**The problem**
Please count how many lines of the data include the word "woven". Give only that number in reply.

───── Given records ─────

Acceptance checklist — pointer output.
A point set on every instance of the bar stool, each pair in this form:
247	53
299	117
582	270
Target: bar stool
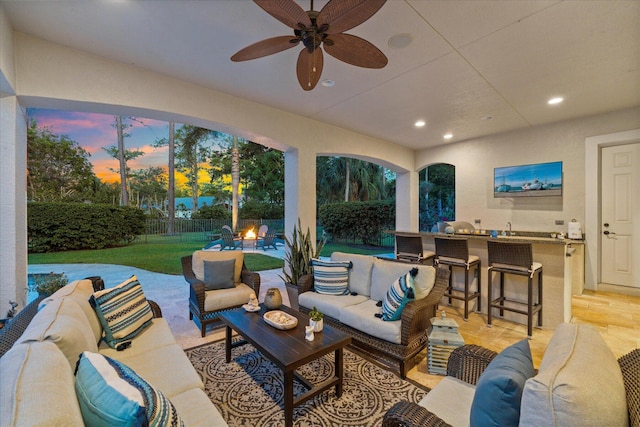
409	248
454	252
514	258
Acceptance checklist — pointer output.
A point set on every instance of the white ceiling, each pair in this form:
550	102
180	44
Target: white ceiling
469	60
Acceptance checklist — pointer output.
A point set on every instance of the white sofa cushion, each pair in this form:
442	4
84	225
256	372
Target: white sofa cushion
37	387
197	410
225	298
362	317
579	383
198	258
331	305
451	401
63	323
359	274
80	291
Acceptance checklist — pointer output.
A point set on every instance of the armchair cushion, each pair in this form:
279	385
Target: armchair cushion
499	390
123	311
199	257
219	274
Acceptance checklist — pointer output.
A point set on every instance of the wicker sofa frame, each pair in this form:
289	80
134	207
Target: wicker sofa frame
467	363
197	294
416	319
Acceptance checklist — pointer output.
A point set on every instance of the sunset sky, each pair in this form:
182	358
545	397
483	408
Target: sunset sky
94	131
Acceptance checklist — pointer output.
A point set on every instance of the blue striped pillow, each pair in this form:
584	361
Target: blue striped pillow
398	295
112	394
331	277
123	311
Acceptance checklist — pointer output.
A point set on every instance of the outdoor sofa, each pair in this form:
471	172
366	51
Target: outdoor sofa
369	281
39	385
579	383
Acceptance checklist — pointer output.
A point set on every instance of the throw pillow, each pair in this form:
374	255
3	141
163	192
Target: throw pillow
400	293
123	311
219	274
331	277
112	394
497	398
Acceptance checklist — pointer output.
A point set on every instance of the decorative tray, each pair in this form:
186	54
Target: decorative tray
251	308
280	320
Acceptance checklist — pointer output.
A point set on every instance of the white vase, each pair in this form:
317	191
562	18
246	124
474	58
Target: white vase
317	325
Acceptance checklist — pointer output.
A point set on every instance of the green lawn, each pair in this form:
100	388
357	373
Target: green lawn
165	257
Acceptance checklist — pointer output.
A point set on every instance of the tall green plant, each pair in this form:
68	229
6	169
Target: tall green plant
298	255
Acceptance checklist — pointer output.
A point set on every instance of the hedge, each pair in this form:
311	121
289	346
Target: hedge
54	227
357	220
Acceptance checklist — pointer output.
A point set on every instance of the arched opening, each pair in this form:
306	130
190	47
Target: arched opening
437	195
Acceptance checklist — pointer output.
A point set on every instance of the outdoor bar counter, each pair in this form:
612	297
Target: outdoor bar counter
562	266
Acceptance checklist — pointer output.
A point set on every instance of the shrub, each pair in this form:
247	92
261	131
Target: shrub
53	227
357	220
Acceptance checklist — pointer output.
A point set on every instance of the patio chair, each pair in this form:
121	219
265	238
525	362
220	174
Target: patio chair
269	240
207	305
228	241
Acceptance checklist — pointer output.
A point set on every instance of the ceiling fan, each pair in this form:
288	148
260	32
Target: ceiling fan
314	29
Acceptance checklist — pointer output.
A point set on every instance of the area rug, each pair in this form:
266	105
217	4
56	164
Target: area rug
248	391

─────
───── Given records ─────

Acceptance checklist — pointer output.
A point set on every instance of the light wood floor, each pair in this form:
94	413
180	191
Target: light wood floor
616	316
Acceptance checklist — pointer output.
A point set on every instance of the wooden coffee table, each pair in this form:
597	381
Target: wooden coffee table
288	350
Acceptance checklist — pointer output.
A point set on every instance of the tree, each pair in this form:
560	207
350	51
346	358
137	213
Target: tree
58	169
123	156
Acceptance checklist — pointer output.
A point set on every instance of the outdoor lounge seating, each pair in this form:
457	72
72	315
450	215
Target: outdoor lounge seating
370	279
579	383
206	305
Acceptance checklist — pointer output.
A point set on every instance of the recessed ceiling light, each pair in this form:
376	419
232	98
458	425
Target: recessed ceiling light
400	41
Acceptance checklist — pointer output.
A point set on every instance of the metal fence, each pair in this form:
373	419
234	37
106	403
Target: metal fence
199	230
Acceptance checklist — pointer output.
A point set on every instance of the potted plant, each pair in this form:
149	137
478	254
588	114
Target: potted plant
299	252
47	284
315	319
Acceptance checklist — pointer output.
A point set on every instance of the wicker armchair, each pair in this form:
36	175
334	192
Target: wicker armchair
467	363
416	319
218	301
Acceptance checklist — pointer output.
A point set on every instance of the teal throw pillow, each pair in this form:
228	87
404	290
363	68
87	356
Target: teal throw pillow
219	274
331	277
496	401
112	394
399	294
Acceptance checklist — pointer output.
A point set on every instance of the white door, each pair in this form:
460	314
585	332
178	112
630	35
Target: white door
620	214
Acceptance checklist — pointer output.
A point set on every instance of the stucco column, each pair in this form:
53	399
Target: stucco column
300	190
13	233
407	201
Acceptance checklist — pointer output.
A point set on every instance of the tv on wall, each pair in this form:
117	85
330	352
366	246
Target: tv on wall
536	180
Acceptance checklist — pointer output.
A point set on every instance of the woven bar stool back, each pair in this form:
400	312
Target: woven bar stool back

─────

**Task solution**
2